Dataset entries

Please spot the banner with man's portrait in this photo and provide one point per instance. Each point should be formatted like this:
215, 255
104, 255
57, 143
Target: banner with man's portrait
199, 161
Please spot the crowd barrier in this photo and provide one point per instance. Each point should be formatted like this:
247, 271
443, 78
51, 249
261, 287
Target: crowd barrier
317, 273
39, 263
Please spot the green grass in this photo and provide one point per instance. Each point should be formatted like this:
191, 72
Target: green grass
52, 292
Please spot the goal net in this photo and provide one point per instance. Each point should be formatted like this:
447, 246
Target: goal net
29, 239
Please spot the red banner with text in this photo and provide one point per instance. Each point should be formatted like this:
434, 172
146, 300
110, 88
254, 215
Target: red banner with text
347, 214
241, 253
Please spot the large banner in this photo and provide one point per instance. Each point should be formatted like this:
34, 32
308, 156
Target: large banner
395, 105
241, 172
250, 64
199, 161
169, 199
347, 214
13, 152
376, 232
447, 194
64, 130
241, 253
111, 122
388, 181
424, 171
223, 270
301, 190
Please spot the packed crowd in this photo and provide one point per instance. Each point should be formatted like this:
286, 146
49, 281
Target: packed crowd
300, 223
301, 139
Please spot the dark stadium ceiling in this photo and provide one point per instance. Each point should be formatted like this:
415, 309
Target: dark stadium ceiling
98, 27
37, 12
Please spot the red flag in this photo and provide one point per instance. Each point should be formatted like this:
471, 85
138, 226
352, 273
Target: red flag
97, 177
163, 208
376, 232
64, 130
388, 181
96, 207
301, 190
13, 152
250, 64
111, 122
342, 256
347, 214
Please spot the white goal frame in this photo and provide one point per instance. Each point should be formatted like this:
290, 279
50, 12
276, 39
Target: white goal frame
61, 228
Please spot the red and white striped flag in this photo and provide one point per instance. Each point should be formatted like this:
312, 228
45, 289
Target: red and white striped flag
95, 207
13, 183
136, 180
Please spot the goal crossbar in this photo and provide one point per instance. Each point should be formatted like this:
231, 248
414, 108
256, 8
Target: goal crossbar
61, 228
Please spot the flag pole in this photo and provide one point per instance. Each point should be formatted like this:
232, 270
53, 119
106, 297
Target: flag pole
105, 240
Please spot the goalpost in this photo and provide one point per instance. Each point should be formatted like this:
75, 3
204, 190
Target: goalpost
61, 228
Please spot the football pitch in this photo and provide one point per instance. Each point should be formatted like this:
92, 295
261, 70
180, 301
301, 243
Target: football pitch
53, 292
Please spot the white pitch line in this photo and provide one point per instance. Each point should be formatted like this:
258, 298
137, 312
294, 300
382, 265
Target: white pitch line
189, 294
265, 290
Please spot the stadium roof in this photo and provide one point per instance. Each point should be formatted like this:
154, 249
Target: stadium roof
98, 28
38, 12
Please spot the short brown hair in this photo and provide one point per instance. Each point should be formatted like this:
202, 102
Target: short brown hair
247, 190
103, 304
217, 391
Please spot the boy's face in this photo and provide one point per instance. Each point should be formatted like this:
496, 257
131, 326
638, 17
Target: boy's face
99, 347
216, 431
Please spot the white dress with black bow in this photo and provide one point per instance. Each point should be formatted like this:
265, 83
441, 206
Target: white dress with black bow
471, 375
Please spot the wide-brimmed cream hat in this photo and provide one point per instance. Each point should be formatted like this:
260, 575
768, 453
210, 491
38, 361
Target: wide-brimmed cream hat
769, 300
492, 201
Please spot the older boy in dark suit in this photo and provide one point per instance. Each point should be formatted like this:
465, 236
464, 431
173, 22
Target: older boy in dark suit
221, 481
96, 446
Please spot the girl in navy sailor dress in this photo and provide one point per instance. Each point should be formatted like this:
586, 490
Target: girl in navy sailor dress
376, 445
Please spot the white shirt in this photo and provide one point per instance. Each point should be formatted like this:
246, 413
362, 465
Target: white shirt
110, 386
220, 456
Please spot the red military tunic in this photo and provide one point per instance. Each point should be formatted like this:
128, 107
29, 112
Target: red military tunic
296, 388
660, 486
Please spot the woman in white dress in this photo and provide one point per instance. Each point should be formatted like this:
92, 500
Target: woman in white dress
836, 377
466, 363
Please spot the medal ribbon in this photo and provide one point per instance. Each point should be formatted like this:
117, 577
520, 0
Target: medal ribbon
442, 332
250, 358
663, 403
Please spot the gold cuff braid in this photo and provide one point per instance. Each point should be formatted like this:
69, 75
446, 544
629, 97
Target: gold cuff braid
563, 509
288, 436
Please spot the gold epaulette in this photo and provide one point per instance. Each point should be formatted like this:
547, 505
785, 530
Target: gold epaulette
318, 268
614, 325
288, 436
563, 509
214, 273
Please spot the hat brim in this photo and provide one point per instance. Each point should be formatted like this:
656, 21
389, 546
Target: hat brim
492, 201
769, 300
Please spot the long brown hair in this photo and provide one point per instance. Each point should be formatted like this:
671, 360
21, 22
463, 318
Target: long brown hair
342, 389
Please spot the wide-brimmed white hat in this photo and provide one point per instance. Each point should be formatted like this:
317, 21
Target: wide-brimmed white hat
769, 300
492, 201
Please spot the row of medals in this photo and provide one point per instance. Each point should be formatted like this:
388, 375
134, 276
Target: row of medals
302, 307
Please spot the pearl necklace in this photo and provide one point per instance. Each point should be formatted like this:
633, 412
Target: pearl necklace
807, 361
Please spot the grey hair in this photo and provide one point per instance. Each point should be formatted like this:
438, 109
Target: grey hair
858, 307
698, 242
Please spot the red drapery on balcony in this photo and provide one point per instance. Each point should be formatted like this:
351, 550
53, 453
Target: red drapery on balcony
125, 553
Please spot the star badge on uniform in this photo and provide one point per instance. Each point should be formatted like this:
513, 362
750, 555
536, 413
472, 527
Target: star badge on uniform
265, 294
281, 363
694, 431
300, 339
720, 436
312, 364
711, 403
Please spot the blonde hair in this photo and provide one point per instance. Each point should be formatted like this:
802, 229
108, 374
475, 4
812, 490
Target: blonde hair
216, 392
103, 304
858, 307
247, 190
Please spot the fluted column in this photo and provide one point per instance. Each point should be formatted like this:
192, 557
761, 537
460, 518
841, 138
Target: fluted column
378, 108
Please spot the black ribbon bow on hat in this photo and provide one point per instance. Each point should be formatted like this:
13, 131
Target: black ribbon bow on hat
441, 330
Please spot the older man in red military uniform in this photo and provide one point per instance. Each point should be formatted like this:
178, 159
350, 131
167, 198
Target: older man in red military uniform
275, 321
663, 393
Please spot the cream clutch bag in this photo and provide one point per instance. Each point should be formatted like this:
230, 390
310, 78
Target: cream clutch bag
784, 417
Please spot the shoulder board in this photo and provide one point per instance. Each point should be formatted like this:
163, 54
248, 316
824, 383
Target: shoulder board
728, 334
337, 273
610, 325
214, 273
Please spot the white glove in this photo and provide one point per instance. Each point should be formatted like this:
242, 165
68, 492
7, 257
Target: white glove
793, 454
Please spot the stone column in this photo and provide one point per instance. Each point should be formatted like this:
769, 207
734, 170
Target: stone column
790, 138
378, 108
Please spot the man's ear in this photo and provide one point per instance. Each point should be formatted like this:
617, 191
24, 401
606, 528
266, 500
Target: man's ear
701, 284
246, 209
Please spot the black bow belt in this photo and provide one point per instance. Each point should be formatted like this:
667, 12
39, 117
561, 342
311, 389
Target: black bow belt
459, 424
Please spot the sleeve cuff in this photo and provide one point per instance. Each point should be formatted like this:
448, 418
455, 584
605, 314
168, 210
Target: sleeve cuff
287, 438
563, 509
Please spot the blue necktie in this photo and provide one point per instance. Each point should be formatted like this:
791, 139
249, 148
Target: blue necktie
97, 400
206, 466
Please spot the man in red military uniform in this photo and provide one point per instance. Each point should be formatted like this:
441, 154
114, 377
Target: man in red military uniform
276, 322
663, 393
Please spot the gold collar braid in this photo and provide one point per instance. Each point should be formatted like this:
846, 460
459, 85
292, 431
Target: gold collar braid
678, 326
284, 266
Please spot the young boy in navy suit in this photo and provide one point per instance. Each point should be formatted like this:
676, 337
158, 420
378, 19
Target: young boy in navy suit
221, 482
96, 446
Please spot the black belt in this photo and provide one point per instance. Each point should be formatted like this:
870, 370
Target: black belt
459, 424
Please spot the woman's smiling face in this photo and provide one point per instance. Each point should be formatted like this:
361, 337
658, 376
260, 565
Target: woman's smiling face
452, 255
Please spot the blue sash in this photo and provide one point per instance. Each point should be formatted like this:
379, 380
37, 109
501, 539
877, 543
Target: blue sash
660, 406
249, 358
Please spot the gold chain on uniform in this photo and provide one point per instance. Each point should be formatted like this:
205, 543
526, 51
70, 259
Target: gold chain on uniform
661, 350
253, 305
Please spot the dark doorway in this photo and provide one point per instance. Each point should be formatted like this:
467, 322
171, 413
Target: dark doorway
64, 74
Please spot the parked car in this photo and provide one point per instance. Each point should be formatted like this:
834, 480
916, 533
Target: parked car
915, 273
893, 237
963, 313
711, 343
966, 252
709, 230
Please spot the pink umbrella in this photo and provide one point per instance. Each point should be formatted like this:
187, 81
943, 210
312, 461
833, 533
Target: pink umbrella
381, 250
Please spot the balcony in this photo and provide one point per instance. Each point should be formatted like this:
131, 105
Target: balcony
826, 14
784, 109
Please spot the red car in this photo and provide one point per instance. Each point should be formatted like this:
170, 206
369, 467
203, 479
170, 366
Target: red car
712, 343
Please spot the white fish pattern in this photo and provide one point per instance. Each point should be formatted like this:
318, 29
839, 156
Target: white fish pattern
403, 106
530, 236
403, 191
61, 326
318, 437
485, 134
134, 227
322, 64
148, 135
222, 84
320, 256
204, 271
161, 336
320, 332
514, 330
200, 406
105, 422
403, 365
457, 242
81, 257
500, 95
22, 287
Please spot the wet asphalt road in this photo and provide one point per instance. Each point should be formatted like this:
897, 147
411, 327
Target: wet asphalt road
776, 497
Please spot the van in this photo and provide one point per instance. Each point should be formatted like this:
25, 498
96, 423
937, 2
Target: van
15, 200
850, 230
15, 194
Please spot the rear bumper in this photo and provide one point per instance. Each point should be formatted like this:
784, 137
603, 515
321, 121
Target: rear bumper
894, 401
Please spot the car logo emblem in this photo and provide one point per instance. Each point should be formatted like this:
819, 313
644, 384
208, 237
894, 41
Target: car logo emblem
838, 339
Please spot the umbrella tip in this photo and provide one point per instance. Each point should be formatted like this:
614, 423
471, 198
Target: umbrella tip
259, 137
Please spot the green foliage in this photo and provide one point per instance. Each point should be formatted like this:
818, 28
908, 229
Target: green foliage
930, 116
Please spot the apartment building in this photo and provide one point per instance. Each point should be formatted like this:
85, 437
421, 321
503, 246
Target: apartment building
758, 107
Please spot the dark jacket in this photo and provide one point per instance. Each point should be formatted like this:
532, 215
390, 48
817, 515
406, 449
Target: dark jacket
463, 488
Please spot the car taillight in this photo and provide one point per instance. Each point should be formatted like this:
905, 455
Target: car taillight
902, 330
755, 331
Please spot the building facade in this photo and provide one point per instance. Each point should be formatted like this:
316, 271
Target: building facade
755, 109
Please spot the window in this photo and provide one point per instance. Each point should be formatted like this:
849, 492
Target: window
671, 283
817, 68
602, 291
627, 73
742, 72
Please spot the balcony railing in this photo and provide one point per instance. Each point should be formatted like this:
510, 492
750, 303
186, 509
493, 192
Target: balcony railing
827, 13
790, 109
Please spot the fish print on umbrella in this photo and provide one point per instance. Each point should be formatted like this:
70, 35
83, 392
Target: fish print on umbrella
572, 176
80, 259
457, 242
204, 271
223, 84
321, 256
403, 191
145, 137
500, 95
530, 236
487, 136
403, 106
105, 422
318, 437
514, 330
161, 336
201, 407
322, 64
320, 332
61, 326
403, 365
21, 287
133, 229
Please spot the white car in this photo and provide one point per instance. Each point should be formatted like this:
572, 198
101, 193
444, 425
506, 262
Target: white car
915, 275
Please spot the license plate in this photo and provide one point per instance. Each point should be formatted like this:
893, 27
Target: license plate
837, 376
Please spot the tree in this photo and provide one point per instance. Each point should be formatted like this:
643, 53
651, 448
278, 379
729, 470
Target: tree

What you are asked to do
Of all the entries above, retype exactly the lines from the line with "Please spot the car logo" to the line with "Please spot the umbrella", both included, and no others.

Solution for this task
Please spot the car logo emblem in this photo and provide one point per instance. Each point should be formatted like this:
819, 313
644, 384
208, 237
894, 41
Target: car logo emblem
838, 339
Please spot the umbrella tip in this photo and provide one point per instance. Each point should be formatted like this:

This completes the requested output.